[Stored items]
━━━━
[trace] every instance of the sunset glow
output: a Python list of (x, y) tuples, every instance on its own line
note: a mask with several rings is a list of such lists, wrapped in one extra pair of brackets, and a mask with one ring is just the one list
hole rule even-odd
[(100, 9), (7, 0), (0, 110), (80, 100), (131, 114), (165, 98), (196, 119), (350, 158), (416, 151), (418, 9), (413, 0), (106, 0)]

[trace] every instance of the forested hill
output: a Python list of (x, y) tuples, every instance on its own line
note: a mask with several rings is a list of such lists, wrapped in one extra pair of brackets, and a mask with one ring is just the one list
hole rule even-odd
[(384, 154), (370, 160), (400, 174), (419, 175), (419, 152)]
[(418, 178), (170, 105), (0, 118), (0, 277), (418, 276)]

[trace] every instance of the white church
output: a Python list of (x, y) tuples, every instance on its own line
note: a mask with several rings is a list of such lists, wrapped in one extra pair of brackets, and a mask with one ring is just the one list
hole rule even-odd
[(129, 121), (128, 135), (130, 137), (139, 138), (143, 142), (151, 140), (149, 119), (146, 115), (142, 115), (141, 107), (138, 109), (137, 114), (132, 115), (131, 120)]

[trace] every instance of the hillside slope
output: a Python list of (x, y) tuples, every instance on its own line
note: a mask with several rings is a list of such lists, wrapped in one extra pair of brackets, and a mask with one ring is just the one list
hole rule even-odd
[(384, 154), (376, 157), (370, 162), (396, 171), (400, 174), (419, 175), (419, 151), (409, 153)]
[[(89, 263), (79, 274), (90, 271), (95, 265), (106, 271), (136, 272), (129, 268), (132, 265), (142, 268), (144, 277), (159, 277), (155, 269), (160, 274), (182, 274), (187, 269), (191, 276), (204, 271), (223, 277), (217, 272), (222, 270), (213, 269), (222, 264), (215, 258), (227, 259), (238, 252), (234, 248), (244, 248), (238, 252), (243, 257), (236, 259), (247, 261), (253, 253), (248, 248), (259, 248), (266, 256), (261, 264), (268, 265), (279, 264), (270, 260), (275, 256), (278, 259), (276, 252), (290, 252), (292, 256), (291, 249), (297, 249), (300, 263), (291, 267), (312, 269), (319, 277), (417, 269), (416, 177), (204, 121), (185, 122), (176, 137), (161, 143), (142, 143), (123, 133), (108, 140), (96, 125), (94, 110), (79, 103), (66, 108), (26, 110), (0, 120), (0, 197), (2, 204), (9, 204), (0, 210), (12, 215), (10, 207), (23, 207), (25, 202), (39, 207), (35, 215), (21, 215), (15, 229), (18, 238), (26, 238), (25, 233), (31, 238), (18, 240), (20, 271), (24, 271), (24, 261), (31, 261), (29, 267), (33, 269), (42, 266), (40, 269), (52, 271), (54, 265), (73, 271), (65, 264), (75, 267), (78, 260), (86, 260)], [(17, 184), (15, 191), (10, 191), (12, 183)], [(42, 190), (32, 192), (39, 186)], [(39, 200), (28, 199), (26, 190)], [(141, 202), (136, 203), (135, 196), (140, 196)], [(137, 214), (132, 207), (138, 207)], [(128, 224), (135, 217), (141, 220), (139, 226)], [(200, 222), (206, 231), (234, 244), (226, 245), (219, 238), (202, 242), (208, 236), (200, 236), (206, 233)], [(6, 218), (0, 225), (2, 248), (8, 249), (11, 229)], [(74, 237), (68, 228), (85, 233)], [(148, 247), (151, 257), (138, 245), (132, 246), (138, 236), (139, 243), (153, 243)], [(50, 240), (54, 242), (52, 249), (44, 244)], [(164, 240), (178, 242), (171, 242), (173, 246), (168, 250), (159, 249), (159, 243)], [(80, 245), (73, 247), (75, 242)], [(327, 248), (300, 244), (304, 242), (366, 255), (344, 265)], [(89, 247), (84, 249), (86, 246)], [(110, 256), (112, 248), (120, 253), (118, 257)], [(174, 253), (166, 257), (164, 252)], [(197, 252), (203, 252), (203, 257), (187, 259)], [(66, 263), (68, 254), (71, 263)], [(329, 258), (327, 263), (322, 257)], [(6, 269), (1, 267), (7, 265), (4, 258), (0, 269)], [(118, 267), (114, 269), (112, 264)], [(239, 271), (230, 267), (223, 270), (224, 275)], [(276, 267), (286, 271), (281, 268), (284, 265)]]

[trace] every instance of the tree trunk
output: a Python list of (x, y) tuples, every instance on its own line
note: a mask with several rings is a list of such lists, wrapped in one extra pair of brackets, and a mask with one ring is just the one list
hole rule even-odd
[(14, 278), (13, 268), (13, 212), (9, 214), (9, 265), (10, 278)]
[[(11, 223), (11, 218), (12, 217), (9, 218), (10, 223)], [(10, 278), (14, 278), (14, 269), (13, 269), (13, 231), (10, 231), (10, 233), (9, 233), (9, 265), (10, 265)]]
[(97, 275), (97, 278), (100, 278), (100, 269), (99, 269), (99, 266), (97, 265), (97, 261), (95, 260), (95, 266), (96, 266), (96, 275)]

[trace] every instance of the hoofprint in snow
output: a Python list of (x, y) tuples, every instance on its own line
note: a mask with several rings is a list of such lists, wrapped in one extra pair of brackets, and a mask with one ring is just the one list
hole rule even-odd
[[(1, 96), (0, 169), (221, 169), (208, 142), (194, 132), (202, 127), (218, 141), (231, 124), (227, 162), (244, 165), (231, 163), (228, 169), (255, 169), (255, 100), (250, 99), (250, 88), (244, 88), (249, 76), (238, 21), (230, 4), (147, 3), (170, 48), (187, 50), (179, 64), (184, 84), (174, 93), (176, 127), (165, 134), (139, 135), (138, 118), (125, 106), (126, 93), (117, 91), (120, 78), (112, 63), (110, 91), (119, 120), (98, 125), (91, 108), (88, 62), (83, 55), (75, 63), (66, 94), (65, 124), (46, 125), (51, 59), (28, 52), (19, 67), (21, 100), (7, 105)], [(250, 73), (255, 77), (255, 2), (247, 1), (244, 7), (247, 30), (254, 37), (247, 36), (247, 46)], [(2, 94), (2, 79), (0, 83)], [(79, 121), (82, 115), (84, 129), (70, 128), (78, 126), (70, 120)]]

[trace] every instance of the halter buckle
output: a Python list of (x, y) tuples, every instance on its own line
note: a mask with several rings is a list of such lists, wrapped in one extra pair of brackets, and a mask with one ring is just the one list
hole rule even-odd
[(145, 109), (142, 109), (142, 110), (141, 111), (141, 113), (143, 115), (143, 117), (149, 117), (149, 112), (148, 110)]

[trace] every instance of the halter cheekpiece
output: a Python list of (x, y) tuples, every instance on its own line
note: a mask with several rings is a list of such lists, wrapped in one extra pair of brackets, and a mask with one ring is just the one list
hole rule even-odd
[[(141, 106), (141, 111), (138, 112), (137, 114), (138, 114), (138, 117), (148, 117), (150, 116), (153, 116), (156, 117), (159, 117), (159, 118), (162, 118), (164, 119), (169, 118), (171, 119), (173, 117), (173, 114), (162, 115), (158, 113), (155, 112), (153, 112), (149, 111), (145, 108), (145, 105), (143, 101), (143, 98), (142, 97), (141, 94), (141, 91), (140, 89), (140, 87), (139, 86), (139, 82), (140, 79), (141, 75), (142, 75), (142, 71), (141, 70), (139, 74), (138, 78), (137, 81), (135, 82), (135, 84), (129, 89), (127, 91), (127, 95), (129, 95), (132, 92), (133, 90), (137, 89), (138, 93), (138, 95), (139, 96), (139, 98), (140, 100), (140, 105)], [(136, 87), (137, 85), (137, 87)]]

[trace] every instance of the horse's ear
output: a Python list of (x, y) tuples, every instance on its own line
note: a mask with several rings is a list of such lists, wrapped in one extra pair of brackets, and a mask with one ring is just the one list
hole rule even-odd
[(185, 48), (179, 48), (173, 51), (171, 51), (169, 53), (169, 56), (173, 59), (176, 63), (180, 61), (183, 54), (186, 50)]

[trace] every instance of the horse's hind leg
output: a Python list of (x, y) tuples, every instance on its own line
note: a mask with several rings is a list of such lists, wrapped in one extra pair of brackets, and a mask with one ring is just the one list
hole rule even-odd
━━━━
* **WORK INSTRUCTIONS**
Can you put the lines from the one containing "[trace] every instance of the halter buckle" through the one containing "112), (148, 110)]", both ends included, into a JSON list of strings with one string per line and any blank lines left out?

* **ANSWER TO THE TASK**
[
  "[trace] every instance of the halter buckle",
  "output: a Python list of (x, y) tuples, every instance on its own line",
  "note: a mask with several rings is a list of such lists, wrapped in one extra pair of brackets, and a mask with one ring is just the one list",
  "hole rule even-odd",
  "[(145, 109), (142, 109), (142, 110), (141, 111), (141, 113), (143, 115), (143, 117), (149, 117), (149, 112), (148, 110)]"
]